■ Exercise passage ■
*****
The Health and Social Care Bill should become law by Easter, after the government won the final House of Commons vote on its NHS reforms last night.

Despite a last-ditch attempt by Labour to delay the vote so the risk register for the latest upheaval could be published, the government won with a majority of 88.

The bill, which will make GP-led clinical commissioning consortia responsible for two thirds of NHS commissioning, and introduce more competition for NHS providers, has been in Parliament for more than 18 months.

The reforms were originally outlined in the ‘Liberating the NHS’ white paper in June 2010.

The subsequent bill had passed all its Commons stages when growing concern from unions, professional bodies and the Liberal Democrats forced Prime Minister David Cameron to set up a ‘listening exercise’ last spring, led by the NHS Future Forum.

The revised bill returned to the House of Lords in the autumn, where it faced more than 1,000 amendments, including some important changes on confidentiality that had been demanded by doctors.

Among its many clauses, the bill establishes the NHS Information Centre as a corporate body.

It initially required all health or social care bodies to provide the NHS IC with “any information which the centre considers is necessary or expedient for the centre to have for the purposes of any function it exercises.”

The Lords inserted a line about requests for confidential information being subject to “any rule of common law which would otherwise prohibit or restrict the disclosure.”

The change is welcome news to joint chairman of the BMA and RCGP’s joint IT committee Dr Paul Cundy, who wrote an open letter outlining his concerns about this part of the new legislation last year.

Dr Cundy said the changes meant that: “What was an open ended ability to extract and disseminate information has now been drawn back to the current legal status which is the common law of privacy.”

However, unions reacted with anger and disappointment to the passage of what Unison called “this pernicious bill” as it held a vigil for “the end of the NHS as we know it” outside Parliament yesterday afternoon.

General secretary Dave Prentis warned that the vote “will not be the end of Unison’s opposition. We will campaign hard to try and mitigate the worst excesses of this bill.”

Some expert commentators have warned that the final bill is, in some ways, worse than the proposals first outlined in the white paper.

The listening exercise and amendments have added layers of complexity and central checks and balances to the original plans to streamline NHS commissioning and open up services to competition from ‘any qualified provider’.

The NHS Commissioning Board is one of a number of potentially powerful new players at a national level, while the remnants of the old strategic health authorities and primary care trusts have been left in place, and new, local, bodies such as clinical senates added to the mix.

The future arrangements for NHS IT remain unclear, with the NHS Commissioning Board advertising this week for a £165,000 national director of ‘patient insight’, a new ‘delivery agency’ to replace NHS Connecting for Health promised, and cluster PCTs and CCGs making different arrangements for IT and data support.

NHS Confederation chief executive Mike Farrar said NHS leaders would now have to “find a way through the considerable confusion and complexity that we have been handed” while “healing the rifts that have opened as many of our clinical staff have debated the merits of the bill.”

He also warned that they would have to do this while delivering on the ‘Nicholson Challenge’ to make £20 billion efficiency savings over the next three years, to bridge the gap between flat funding for the NHS and growing costs and demand.

The Financial Times reported yesterday that NHS finance director Richard Douglas has already warned senior managers that another £20 billion of savings may be needed in the five years after the present spending round finishes.
*****
■ Given data ■

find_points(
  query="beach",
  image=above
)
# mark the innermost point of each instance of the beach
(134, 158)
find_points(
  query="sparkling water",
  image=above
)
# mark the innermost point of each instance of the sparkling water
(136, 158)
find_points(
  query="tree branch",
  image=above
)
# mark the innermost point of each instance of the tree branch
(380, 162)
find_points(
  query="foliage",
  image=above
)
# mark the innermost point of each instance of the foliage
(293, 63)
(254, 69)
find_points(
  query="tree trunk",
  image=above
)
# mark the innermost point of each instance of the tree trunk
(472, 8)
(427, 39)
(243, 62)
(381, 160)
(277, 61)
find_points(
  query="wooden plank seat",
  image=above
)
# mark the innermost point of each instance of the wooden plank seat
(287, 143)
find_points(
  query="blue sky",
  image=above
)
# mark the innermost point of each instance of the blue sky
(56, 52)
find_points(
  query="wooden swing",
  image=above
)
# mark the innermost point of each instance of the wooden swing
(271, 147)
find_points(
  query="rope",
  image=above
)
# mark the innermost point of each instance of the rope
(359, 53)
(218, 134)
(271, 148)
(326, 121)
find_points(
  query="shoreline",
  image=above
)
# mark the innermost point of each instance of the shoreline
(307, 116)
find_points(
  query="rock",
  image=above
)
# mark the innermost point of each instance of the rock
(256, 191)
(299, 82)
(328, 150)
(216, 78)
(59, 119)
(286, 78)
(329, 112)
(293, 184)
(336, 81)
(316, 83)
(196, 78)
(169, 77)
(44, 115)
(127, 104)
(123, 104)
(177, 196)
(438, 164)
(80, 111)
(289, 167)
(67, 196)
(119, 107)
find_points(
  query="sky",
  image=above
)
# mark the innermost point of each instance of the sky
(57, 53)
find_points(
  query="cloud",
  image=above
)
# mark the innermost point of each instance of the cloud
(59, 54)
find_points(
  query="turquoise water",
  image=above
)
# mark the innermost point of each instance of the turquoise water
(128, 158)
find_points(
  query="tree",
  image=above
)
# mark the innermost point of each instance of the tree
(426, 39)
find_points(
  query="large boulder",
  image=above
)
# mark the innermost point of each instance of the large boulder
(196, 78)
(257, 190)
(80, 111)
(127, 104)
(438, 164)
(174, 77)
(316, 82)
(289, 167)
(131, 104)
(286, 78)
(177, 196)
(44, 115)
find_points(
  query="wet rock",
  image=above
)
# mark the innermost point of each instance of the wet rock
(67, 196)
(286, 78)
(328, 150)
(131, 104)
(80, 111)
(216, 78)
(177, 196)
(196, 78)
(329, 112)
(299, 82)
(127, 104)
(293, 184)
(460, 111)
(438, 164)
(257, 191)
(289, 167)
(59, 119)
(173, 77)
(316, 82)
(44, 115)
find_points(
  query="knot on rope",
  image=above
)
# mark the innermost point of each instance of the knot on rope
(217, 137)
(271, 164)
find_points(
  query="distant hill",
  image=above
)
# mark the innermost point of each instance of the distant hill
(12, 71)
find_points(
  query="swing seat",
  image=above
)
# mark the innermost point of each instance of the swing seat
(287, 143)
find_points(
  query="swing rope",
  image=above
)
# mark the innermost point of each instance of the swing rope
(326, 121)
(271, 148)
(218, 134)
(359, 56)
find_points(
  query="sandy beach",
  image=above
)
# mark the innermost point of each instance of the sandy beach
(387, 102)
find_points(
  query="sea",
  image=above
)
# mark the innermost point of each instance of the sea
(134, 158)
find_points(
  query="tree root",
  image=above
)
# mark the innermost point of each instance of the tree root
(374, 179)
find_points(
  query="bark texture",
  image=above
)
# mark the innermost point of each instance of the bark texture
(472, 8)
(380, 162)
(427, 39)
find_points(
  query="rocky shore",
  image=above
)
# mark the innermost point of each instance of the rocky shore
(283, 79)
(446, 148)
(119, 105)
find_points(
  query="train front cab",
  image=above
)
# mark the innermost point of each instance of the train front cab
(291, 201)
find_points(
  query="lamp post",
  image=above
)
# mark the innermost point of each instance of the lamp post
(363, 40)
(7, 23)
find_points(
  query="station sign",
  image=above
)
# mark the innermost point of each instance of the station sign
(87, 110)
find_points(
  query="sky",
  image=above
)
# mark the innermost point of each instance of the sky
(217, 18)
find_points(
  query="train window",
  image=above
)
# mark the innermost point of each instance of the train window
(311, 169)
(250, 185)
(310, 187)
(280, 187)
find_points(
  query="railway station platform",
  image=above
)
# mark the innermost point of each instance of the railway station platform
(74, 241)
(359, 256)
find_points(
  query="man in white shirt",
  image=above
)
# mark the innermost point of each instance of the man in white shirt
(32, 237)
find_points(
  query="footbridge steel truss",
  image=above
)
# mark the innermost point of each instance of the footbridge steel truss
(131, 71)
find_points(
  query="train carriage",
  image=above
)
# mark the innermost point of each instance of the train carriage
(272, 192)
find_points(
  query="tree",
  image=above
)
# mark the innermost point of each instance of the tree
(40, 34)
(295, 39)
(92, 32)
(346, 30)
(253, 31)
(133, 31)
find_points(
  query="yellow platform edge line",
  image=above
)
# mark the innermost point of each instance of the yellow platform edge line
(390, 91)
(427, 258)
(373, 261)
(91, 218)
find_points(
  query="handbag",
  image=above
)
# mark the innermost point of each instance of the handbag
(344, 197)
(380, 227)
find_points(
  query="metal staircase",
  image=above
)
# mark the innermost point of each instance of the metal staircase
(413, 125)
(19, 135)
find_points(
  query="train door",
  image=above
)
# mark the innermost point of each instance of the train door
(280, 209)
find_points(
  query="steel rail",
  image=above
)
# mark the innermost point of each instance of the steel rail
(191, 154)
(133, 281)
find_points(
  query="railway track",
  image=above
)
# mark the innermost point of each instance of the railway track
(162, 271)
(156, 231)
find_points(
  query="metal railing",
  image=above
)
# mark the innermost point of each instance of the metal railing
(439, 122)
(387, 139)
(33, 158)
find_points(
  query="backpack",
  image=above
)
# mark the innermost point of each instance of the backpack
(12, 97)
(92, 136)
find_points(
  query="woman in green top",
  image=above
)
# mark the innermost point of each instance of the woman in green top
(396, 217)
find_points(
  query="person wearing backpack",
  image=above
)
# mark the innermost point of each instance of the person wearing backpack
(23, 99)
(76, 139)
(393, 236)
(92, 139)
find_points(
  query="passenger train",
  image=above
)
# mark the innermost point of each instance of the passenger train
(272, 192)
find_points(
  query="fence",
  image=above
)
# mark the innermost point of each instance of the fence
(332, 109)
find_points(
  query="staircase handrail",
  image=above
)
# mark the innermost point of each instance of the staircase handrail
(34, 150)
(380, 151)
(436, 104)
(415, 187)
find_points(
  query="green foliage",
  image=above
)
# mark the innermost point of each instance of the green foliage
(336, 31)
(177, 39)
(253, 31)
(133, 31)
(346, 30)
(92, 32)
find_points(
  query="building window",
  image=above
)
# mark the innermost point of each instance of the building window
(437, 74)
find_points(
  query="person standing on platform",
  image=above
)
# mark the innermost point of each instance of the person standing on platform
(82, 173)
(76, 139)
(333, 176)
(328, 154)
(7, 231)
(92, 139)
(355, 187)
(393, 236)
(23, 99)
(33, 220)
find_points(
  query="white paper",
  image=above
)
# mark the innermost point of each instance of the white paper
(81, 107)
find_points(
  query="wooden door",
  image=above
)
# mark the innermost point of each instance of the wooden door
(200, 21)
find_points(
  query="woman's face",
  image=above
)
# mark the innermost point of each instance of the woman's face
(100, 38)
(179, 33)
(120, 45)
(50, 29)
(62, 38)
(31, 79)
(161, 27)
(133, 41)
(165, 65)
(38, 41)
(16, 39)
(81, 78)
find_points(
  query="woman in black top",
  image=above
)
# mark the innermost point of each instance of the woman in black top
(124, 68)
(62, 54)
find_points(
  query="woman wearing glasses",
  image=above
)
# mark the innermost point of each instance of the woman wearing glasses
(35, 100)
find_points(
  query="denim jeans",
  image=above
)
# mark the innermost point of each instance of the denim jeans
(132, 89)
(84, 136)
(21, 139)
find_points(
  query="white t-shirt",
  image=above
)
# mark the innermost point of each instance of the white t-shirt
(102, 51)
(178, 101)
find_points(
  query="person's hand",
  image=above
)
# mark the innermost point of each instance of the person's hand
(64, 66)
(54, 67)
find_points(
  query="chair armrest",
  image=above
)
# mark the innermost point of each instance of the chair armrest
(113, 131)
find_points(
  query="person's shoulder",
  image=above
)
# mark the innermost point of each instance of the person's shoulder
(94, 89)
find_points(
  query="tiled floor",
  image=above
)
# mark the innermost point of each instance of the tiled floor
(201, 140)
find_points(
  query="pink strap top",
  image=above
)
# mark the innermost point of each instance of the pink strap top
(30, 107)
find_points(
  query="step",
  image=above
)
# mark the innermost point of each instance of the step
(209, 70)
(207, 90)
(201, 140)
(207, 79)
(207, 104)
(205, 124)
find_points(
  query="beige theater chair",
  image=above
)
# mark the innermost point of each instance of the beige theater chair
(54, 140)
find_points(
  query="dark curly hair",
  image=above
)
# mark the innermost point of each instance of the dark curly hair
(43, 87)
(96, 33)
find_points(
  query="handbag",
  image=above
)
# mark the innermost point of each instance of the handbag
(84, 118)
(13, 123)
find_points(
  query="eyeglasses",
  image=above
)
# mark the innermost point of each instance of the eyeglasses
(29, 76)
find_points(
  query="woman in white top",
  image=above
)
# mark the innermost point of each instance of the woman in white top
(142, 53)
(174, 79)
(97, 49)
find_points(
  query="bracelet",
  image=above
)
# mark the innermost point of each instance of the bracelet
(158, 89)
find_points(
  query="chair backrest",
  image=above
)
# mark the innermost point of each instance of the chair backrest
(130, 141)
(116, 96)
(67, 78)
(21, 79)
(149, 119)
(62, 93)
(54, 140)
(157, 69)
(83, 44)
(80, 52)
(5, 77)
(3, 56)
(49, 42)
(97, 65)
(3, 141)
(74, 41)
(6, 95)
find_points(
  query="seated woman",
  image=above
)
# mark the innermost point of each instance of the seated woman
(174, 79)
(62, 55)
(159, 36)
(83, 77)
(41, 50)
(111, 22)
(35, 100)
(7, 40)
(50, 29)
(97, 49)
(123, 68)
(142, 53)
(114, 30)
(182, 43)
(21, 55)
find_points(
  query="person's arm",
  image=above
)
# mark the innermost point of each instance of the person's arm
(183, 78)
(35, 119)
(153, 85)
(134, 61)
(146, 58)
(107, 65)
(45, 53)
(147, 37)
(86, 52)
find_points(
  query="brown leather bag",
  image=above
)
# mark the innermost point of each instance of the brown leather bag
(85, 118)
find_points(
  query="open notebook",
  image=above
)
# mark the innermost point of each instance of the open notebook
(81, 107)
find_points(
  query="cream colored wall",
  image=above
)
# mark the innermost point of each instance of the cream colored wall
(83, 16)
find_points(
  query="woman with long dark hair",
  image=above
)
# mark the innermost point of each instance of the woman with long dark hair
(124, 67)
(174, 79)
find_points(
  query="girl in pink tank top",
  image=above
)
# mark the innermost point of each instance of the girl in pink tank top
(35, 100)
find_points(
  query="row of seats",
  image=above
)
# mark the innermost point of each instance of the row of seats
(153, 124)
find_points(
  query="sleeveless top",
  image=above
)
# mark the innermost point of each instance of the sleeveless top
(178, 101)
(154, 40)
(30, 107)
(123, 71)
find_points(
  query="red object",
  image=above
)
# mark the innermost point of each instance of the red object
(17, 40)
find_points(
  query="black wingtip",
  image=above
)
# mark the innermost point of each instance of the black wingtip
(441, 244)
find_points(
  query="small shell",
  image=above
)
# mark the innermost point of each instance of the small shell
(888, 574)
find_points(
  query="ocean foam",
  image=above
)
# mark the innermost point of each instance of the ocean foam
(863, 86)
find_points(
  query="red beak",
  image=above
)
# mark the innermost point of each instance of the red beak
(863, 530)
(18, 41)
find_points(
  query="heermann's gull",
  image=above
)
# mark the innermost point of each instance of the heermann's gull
*****
■ Exercise ■
In the article on the Health and Social Care Bill, what was the government's majority in the final House of Commons vote?

■ Exercise solution ■
88